■ Exercise data ■

=== Section Start ===

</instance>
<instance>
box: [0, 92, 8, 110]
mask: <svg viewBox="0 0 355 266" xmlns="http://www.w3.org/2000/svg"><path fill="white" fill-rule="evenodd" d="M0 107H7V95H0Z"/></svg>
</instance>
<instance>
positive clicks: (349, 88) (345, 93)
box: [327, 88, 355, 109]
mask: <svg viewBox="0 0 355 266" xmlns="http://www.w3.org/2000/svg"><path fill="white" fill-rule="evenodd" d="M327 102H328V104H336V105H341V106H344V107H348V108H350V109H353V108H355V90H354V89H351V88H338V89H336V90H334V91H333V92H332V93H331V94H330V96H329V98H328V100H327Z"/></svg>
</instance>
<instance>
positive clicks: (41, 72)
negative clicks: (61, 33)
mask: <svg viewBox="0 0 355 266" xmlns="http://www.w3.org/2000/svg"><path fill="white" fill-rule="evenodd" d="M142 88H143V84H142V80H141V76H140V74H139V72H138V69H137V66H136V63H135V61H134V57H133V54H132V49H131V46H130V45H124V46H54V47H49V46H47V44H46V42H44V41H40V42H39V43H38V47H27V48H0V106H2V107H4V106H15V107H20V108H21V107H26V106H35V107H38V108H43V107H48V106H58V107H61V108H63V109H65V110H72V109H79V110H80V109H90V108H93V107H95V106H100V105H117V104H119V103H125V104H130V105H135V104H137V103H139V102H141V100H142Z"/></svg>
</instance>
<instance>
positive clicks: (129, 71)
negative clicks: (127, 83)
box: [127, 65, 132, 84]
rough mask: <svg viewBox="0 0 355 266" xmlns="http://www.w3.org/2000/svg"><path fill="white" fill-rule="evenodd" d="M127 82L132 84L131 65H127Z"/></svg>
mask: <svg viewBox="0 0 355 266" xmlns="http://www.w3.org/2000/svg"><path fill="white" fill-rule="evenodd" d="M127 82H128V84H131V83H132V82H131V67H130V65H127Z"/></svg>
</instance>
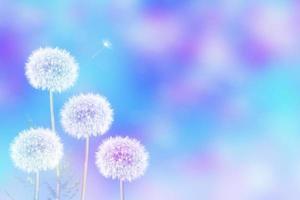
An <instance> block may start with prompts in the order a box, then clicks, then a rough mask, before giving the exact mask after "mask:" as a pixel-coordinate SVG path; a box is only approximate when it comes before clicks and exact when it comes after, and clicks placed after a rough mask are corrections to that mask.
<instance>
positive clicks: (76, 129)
mask: <svg viewBox="0 0 300 200" xmlns="http://www.w3.org/2000/svg"><path fill="white" fill-rule="evenodd" d="M112 121H113V110H112V109H111V106H110V104H109V102H108V101H107V100H106V99H105V98H104V97H102V96H100V95H97V94H81V95H78V96H74V97H72V98H71V99H70V100H69V101H68V102H67V103H66V104H65V105H64V107H63V109H62V112H61V123H62V126H63V128H64V130H65V131H66V132H67V133H68V134H69V135H71V136H73V137H75V138H77V139H80V138H85V140H86V143H85V159H84V167H83V177H82V189H81V200H84V199H85V196H86V180H87V173H88V160H89V138H90V137H91V136H98V135H103V134H104V133H106V132H107V131H108V129H109V128H110V126H111V124H112Z"/></svg>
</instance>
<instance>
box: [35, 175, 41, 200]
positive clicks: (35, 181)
mask: <svg viewBox="0 0 300 200" xmlns="http://www.w3.org/2000/svg"><path fill="white" fill-rule="evenodd" d="M39 193H40V173H39V172H36V176H35V191H34V200H39Z"/></svg>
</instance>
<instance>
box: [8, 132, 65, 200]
mask: <svg viewBox="0 0 300 200" xmlns="http://www.w3.org/2000/svg"><path fill="white" fill-rule="evenodd" d="M62 155H63V145H62V143H61V142H60V138H59V137H58V136H57V135H56V134H55V133H54V132H52V131H51V130H49V129H44V128H36V129H29V130H25V131H23V132H21V133H20V134H19V135H18V136H17V137H16V138H15V139H14V141H13V143H12V144H11V158H12V160H13V162H14V164H15V166H16V167H17V168H19V169H21V170H23V171H25V172H28V173H32V172H33V173H35V174H36V179H35V193H34V199H35V200H38V199H39V186H40V175H39V173H40V171H46V170H51V169H54V168H55V167H57V165H58V164H59V162H60V160H61V158H62Z"/></svg>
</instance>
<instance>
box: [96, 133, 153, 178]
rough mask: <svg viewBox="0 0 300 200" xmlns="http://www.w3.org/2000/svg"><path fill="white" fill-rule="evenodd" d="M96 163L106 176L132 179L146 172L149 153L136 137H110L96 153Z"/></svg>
mask: <svg viewBox="0 0 300 200" xmlns="http://www.w3.org/2000/svg"><path fill="white" fill-rule="evenodd" d="M96 165H97V167H98V169H99V171H100V173H101V174H102V175H103V176H104V177H111V178H112V179H116V178H117V179H120V180H123V181H132V180H134V179H136V178H138V177H140V176H142V175H143V174H144V173H145V170H146V168H147V166H148V153H147V152H146V150H145V148H144V146H143V145H141V144H140V142H139V141H137V140H136V139H131V138H129V137H124V138H123V137H114V138H109V139H107V140H106V141H105V142H103V144H101V145H100V147H99V150H98V152H97V153H96Z"/></svg>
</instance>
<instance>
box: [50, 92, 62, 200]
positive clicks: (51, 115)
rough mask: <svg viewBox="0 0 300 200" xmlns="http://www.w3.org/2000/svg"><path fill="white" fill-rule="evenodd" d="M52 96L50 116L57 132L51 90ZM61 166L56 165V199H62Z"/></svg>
mask: <svg viewBox="0 0 300 200" xmlns="http://www.w3.org/2000/svg"><path fill="white" fill-rule="evenodd" d="M49 98H50V116H51V129H52V131H53V132H55V117H54V103H53V93H52V92H51V91H50V92H49ZM60 182H61V181H60V166H59V165H58V166H57V167H56V200H60V193H61V192H60Z"/></svg>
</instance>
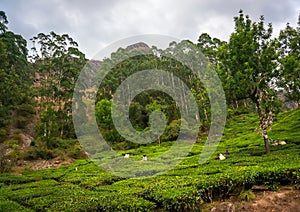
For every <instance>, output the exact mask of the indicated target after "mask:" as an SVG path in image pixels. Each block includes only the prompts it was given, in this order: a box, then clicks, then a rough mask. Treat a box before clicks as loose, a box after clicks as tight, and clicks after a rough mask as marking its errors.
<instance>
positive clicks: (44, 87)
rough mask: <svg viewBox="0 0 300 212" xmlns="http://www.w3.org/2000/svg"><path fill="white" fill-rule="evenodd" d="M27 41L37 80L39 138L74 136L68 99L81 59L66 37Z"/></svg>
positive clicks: (44, 35)
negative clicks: (38, 109)
mask: <svg viewBox="0 0 300 212" xmlns="http://www.w3.org/2000/svg"><path fill="white" fill-rule="evenodd" d="M31 41H32V43H33V47H32V56H31V58H32V60H33V62H34V64H35V67H36V69H35V70H36V72H37V75H38V76H39V80H40V86H39V87H38V90H39V97H40V99H41V101H40V102H41V112H42V116H41V123H40V124H39V126H38V128H39V130H40V134H42V135H43V136H45V137H51V136H57V137H72V136H75V135H74V130H73V127H72V120H71V99H72V95H73V89H74V86H75V81H76V79H77V77H78V75H79V73H80V71H81V69H82V68H83V66H84V64H85V63H86V59H85V55H84V54H83V53H82V52H81V51H80V50H79V49H78V44H77V43H76V42H75V41H74V40H73V39H72V38H71V37H70V36H69V35H67V34H63V35H58V34H56V33H55V32H50V34H44V33H39V34H38V35H37V36H35V37H33V38H32V39H31Z"/></svg>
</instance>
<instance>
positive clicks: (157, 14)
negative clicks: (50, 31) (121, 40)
mask: <svg viewBox="0 0 300 212" xmlns="http://www.w3.org/2000/svg"><path fill="white" fill-rule="evenodd" d="M0 7H1V9H2V10H4V11H6V12H7V15H8V18H9V21H10V24H9V28H10V29H11V30H13V31H15V32H17V33H20V34H22V35H23V36H24V37H25V38H27V39H29V38H30V37H32V36H34V35H36V34H37V33H38V32H45V33H47V32H49V31H51V30H53V31H55V32H56V33H68V34H69V35H70V36H71V37H73V38H74V39H75V40H76V41H77V42H78V43H79V46H80V49H81V50H82V51H83V52H85V53H86V54H87V56H88V57H89V58H91V57H92V56H93V55H94V54H95V53H96V52H97V51H99V50H100V49H101V48H103V47H104V46H106V45H108V44H109V43H112V42H114V41H116V40H119V39H122V38H125V37H129V36H132V35H137V34H148V33H151V34H153V33H154V34H155V33H156V34H166V35H170V36H174V37H177V38H180V39H191V40H193V41H196V40H197V38H198V37H199V35H200V34H201V33H203V32H207V33H209V34H211V36H213V37H218V38H221V39H223V40H226V39H227V38H228V36H229V35H230V33H231V32H232V31H233V27H234V26H233V25H234V24H233V17H234V16H236V15H238V11H239V9H243V10H244V12H245V13H246V14H249V15H250V17H251V19H252V20H258V18H259V16H260V15H264V16H265V18H266V22H272V23H273V26H274V28H276V27H277V28H276V29H277V31H278V28H279V27H282V26H284V24H285V23H286V22H291V23H294V24H295V23H296V22H297V16H298V14H299V10H300V3H298V1H296V0H285V1H284V2H282V1H281V0H261V1H257V0H227V1H223V0H201V1H199V0H186V1H181V0H164V1H161V0H143V1H135V0H126V1H121V0H113V1H104V0H100V1H99V0H98V1H97V0H86V1H82V0H72V1H68V0H65V1H60V0H52V1H38V0H28V1H22V0H14V1H11V0H1V2H0ZM276 29H275V31H276Z"/></svg>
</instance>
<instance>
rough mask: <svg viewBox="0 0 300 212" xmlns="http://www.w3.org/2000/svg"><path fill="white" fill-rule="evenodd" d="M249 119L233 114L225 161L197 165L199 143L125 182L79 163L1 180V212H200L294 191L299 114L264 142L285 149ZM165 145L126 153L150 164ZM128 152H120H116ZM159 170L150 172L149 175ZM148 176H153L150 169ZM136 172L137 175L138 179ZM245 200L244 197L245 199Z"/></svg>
mask: <svg viewBox="0 0 300 212" xmlns="http://www.w3.org/2000/svg"><path fill="white" fill-rule="evenodd" d="M257 126H258V118H257V116H256V115H255V114H239V115H236V116H235V117H233V118H232V119H231V120H229V121H228V123H227V125H226V129H225V132H224V137H223V138H222V141H221V143H220V145H219V146H218V149H217V153H218V152H221V153H222V152H225V150H226V148H228V149H229V151H230V155H229V156H228V157H227V159H226V160H224V161H220V160H214V156H212V157H211V158H210V159H209V160H208V161H207V163H205V164H203V165H199V154H200V153H201V150H202V147H203V141H201V140H200V141H199V142H197V143H196V144H195V145H194V147H193V149H192V150H191V151H190V153H189V156H188V157H186V158H185V159H184V160H183V161H182V162H181V163H180V164H178V165H177V166H176V168H175V169H173V170H171V171H169V172H167V173H165V174H163V175H160V176H156V177H151V178H143V179H140V178H137V179H123V178H120V177H116V176H113V175H111V174H110V173H107V172H104V171H102V170H100V169H99V168H98V167H97V166H96V165H95V164H94V163H93V162H91V161H90V160H77V161H75V162H74V163H73V164H71V165H68V166H62V167H60V168H57V169H45V170H40V171H31V170H29V169H25V170H24V172H23V174H22V175H20V176H12V175H4V174H2V175H0V209H1V210H3V211H19V210H25V209H26V210H28V211H32V210H49V211H63V210H71V211H80V210H81V211H82V210H84V211H86V210H105V211H116V210H117V211H120V210H125V211H152V210H176V211H190V210H195V211H197V210H200V208H201V205H202V204H203V203H205V202H212V201H217V200H223V199H227V198H230V197H236V198H239V197H240V198H242V195H243V193H245V192H250V191H249V189H251V188H254V186H264V187H266V189H268V190H276V189H278V188H279V186H281V185H292V186H294V187H295V188H299V185H300V163H299V161H300V155H299V153H300V110H294V111H288V112H285V113H281V114H279V115H278V117H277V118H276V120H275V123H274V126H273V130H272V131H271V132H270V133H269V137H271V138H273V139H277V140H285V141H286V142H287V145H284V146H271V153H270V154H269V155H265V154H264V144H263V140H262V138H261V136H260V135H258V134H257V133H256V131H255V129H256V127H257ZM170 145H171V143H163V144H162V145H161V146H157V145H149V146H147V147H140V148H138V149H134V150H130V151H128V152H130V153H131V154H132V155H133V156H132V157H131V158H132V159H136V160H141V157H142V155H143V154H147V156H148V158H149V159H151V158H152V157H155V156H156V155H159V154H161V153H162V152H164V151H165V150H167V149H168V148H170ZM122 153H126V152H122ZM158 168H159V167H152V171H153V170H156V169H158ZM150 171H151V170H150ZM138 172H139V171H138V170H136V173H137V174H138ZM244 198H245V197H244Z"/></svg>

=== Section End ===

■ Work instructions ■
Only the lines above starting at the one containing "box: [35, 175, 41, 200]" and ending at the one containing "box: [96, 133, 153, 178]", both included, are to be returned, exactly as they read.

■ Worked solution ■
box: [35, 175, 41, 200]
positive clicks: (35, 181)
mask: <svg viewBox="0 0 300 200" xmlns="http://www.w3.org/2000/svg"><path fill="white" fill-rule="evenodd" d="M39 193H40V173H39V172H36V176H35V191H34V200H39Z"/></svg>
</instance>
<instance>
box: [8, 132, 65, 200]
mask: <svg viewBox="0 0 300 200" xmlns="http://www.w3.org/2000/svg"><path fill="white" fill-rule="evenodd" d="M62 155H63V145H62V143H61V142H60V138H59V137H58V136H57V135H56V134H55V133H54V132H52V131H51V130H49V129H44V128H36V129H29V130H25V131H23V132H21V133H20V134H19V135H18V136H17V137H16V138H15V139H14V141H13V143H12V144H11V158H12V160H13V162H14V164H15V166H16V167H17V168H19V169H21V170H23V171H25V172H28V173H32V172H33V173H35V174H36V179H35V193H34V199H35V200H38V199H39V186H40V175H39V173H40V171H46V170H51V169H54V168H55V167H57V165H58V164H59V162H60V160H61V158H62Z"/></svg>
</instance>
<instance>
box: [96, 133, 153, 178]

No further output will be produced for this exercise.